Records contained in a dataset:
────────────────

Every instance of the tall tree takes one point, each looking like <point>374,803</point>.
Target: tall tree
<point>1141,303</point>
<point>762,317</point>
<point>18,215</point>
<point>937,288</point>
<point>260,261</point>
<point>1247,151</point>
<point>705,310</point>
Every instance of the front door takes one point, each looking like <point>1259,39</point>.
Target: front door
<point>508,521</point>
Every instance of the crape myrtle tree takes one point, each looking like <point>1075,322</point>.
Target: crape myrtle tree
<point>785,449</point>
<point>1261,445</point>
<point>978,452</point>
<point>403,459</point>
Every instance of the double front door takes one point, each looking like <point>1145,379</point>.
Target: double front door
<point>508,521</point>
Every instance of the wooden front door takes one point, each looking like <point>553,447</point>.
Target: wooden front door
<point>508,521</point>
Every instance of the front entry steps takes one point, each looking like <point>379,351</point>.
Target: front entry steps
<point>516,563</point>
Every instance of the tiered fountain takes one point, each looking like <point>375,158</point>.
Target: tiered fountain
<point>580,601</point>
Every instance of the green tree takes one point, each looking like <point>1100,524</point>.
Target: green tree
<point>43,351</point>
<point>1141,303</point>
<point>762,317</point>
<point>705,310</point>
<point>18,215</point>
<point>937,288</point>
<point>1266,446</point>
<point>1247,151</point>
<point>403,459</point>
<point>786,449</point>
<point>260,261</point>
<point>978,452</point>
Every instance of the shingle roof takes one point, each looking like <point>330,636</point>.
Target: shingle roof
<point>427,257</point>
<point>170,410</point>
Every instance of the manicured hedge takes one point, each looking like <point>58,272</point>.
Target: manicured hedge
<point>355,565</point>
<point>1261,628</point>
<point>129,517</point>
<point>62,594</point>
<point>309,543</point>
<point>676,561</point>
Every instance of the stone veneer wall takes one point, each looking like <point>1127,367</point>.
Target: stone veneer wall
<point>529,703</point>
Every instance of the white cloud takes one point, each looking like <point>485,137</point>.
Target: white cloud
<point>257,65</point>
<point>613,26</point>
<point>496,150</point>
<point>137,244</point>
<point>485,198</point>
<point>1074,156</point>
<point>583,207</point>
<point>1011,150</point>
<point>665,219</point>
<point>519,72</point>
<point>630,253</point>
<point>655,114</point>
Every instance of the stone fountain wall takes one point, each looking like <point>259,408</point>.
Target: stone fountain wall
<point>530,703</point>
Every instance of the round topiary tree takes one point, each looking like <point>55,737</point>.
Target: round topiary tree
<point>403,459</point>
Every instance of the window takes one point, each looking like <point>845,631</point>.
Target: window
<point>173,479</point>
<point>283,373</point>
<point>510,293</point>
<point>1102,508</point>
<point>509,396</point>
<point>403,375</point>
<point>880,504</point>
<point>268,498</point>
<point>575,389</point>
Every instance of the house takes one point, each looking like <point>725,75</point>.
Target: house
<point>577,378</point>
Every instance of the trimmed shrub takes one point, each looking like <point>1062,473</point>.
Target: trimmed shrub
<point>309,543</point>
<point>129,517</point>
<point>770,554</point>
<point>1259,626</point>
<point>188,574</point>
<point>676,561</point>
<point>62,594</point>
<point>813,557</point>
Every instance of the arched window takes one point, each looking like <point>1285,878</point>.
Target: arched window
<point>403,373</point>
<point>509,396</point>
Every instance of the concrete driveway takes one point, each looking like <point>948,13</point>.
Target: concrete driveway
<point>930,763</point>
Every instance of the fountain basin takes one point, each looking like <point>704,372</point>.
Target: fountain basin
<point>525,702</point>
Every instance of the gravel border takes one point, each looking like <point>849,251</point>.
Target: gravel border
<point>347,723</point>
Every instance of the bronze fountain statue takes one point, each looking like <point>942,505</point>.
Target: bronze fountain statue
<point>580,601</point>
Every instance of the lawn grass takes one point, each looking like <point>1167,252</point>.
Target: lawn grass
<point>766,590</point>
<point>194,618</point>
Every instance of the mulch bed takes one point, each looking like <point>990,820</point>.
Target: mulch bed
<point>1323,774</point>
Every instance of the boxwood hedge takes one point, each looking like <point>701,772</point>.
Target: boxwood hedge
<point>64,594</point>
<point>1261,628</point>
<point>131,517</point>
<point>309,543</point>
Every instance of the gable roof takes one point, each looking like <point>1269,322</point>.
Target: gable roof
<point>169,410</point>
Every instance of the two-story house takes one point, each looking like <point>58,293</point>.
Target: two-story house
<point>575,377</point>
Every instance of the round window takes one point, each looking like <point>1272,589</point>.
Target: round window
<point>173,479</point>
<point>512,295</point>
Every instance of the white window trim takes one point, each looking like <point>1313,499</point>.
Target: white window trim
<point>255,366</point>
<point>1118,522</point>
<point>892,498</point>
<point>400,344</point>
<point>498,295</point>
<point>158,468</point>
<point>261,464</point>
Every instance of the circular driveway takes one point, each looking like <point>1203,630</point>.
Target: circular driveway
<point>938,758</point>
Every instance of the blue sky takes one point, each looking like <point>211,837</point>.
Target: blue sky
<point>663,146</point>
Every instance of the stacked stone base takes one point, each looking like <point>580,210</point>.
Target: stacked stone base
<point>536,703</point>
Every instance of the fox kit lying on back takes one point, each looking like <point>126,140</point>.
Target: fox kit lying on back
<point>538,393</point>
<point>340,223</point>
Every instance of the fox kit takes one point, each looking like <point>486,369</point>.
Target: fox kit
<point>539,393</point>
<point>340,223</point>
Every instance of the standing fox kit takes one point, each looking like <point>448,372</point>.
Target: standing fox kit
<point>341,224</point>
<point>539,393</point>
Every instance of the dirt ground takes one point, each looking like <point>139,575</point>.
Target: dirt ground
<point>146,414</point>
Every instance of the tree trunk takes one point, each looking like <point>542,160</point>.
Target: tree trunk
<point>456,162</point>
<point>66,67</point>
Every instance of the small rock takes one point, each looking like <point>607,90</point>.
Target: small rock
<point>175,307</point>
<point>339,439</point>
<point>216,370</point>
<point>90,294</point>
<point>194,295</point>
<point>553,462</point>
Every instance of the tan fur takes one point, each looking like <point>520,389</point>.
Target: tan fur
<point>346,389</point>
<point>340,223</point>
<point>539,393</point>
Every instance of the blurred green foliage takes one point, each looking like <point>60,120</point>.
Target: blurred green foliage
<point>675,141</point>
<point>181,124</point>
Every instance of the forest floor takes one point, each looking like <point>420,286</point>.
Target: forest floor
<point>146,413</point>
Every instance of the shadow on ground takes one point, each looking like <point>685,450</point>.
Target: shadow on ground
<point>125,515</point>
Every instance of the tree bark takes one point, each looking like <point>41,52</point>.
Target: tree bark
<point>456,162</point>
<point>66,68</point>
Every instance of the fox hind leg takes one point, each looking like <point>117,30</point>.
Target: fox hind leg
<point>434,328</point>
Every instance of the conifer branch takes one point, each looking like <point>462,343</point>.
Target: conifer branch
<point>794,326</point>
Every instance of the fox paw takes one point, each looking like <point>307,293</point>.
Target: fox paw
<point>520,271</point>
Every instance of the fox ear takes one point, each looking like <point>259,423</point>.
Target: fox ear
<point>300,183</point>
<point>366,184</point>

────────────────

* WHAT YOU SHOULD DO *
Print the records above in full, exactly.

* RESPONSE TO THIS TASK *
Every instance of the tall tree takes one point, each looking like <point>374,803</point>.
Target: tall tree
<point>1141,303</point>
<point>762,317</point>
<point>18,215</point>
<point>937,288</point>
<point>260,261</point>
<point>1247,151</point>
<point>705,310</point>
Every instance of the front door takes one point, each looking like <point>1259,39</point>.
Target: front door
<point>508,521</point>
Every instance of the crape myrtle tree takes one point, each looking like <point>1075,322</point>.
Target: crape myrtle tree
<point>785,449</point>
<point>1261,445</point>
<point>978,452</point>
<point>403,459</point>
Every instance of the double front door takes one point, each looking like <point>1145,379</point>.
Target: double front door
<point>508,521</point>
Every instance of the wooden front door takes one point, each looking like <point>553,447</point>.
Target: wooden front door
<point>508,521</point>
Every instance of the front entry steps takes one point, each looking like <point>379,351</point>.
Target: front entry steps
<point>516,563</point>
Every instance of the tiered fountain takes one point, each looking like <point>375,158</point>.
Target: tiered fountain
<point>580,601</point>
Every instance of the green tree takes one point, each looking like <point>1100,524</point>.
Target: green tree
<point>43,351</point>
<point>1141,303</point>
<point>762,317</point>
<point>705,310</point>
<point>18,215</point>
<point>937,288</point>
<point>1266,446</point>
<point>1247,151</point>
<point>403,459</point>
<point>786,449</point>
<point>260,261</point>
<point>978,452</point>
Every instance of the shingle roof takes one point, each looking like <point>330,636</point>.
Target: shingle roof
<point>427,257</point>
<point>170,410</point>
Every instance of the manicured hedge takes one point, each looking like <point>58,272</point>.
Target: manicured hedge
<point>355,565</point>
<point>1261,628</point>
<point>129,517</point>
<point>62,594</point>
<point>309,543</point>
<point>676,561</point>
Every instance of the stone veneer wall takes one point, each looking like <point>1127,367</point>.
Target: stone veneer wall
<point>529,703</point>
Every instance of the white cloud takes one point, each looking like <point>485,137</point>.
Target: white cloud
<point>257,65</point>
<point>613,26</point>
<point>496,150</point>
<point>137,244</point>
<point>485,198</point>
<point>1074,156</point>
<point>583,207</point>
<point>1011,150</point>
<point>665,219</point>
<point>519,72</point>
<point>630,253</point>
<point>655,114</point>
Every instance of the stone fountain wall takes one point, each looking like <point>259,408</point>.
Target: stone fountain wall
<point>530,703</point>
Every instance of the round topiary tree takes one point, each looking like <point>55,737</point>.
Target: round topiary tree
<point>403,459</point>
Every instance of the window takes one point, each looking like <point>845,631</point>.
Target: window
<point>173,479</point>
<point>283,373</point>
<point>510,293</point>
<point>1102,508</point>
<point>509,396</point>
<point>403,375</point>
<point>880,504</point>
<point>268,498</point>
<point>575,389</point>
Every instance of the house takes one point, each looking like <point>725,75</point>.
Target: house
<point>577,378</point>
Every instance of the trimmed shrub takes one point, each looking like <point>1062,473</point>.
Target: trimmed shrub
<point>309,543</point>
<point>129,517</point>
<point>770,554</point>
<point>1259,626</point>
<point>188,574</point>
<point>676,561</point>
<point>62,594</point>
<point>813,557</point>
Every instance of the arched window takes one point, each looking like <point>1285,878</point>.
Target: arched window
<point>403,373</point>
<point>509,396</point>
Every instance of the concrete driveway takes one point, each looking like <point>948,13</point>.
Target: concrete driveway
<point>930,763</point>
Every instance of the fountain basin takes one point, each looking like <point>704,372</point>.
Target: fountain basin
<point>525,702</point>
Every instance of the gravel border takes one point, each looking like <point>849,251</point>.
Target: gravel border
<point>347,723</point>
Every instance of the bronze fountain statue takes one point, each looking like <point>942,505</point>.
Target: bronze fountain statue
<point>580,601</point>
Every instance of the lawn grass takes one point, each looking like <point>1167,252</point>.
Target: lawn grass
<point>766,590</point>
<point>194,618</point>
Every instance of the mulch bed takes one point, each looking like <point>990,820</point>.
Target: mulch bed
<point>1323,774</point>
Every instance of the boxwood hedge takes one point, each looking like <point>701,772</point>.
Target: boxwood hedge
<point>64,594</point>
<point>1261,628</point>
<point>131,517</point>
<point>309,543</point>
Every instance of the gable roof takes one point, each looking like <point>1269,322</point>.
Target: gable roof
<point>169,410</point>
Every instance of the two-story house takes one point, each looking like <point>58,293</point>.
Target: two-story house
<point>575,377</point>
Every instance of the round window takes one point, each looking like <point>1272,589</point>.
Target: round window
<point>173,479</point>
<point>512,295</point>
Every instance of the white window trim takes one point, each looking like <point>1313,499</point>.
Target: white window trim
<point>255,366</point>
<point>1118,522</point>
<point>892,498</point>
<point>400,344</point>
<point>498,295</point>
<point>158,468</point>
<point>261,464</point>
Every instance of the circular driveway takes one point, each looking like <point>1203,630</point>.
Target: circular driveway
<point>938,758</point>
Every instance of the blue sky takes one point, each looking like <point>211,837</point>.
Target: blue sky
<point>663,146</point>
Every instance of the stacked stone base takes one point, each looking like <point>580,210</point>.
Target: stacked stone base
<point>536,703</point>
Every instance of the fox kit lying on back takes one point, each looking like <point>126,140</point>.
Target: fox kit lying on back
<point>538,393</point>
<point>340,223</point>
Every instance of the fox kit takes one point, each looking like <point>486,369</point>.
Target: fox kit
<point>539,393</point>
<point>340,223</point>
Every instance of the standing fox kit takes one point, each looking like <point>448,372</point>.
Target: standing fox kit
<point>341,224</point>
<point>539,393</point>
Every instance of the dirt ground takes one point, each looking like <point>139,575</point>.
Target: dirt ground
<point>146,414</point>
Every instance of the tree trunk takes one point, each looking like <point>542,160</point>.
Target: tree trunk
<point>456,162</point>
<point>66,67</point>
Every instance of the small rock takes one point, each looking like <point>607,90</point>.
Target: small rock
<point>175,307</point>
<point>339,439</point>
<point>216,370</point>
<point>90,294</point>
<point>194,295</point>
<point>553,462</point>
Every instance of the tan fur takes one point, each looking like <point>520,389</point>.
Target: tan fur
<point>346,389</point>
<point>340,223</point>
<point>539,393</point>
Every instance of the blurred green foliage takes one point, each looking like <point>60,120</point>.
Target: blurred green foliage
<point>675,141</point>
<point>181,124</point>
Every instance of the forest floor takes one point, each looking like <point>420,286</point>.
Target: forest floor
<point>146,413</point>
Every instance of the shadow on ground takes one point, each looking like <point>685,450</point>.
Target: shadow on ground
<point>125,515</point>
Every instance of the tree bark takes one point, each looking like <point>41,52</point>.
Target: tree bark
<point>456,162</point>
<point>66,68</point>
Every instance of the fox hind leg takes one point, each looking like <point>117,30</point>.
Target: fox hind leg
<point>434,328</point>
Every instance of the conifer branch takes one point, each looking like <point>462,343</point>.
Target: conifer branch
<point>794,326</point>
Every instance of the fox paw takes one point, each looking like <point>307,293</point>.
Target: fox paw
<point>520,271</point>
Every instance of the fox ear takes one point, each looking like <point>259,423</point>.
Target: fox ear
<point>300,183</point>
<point>366,184</point>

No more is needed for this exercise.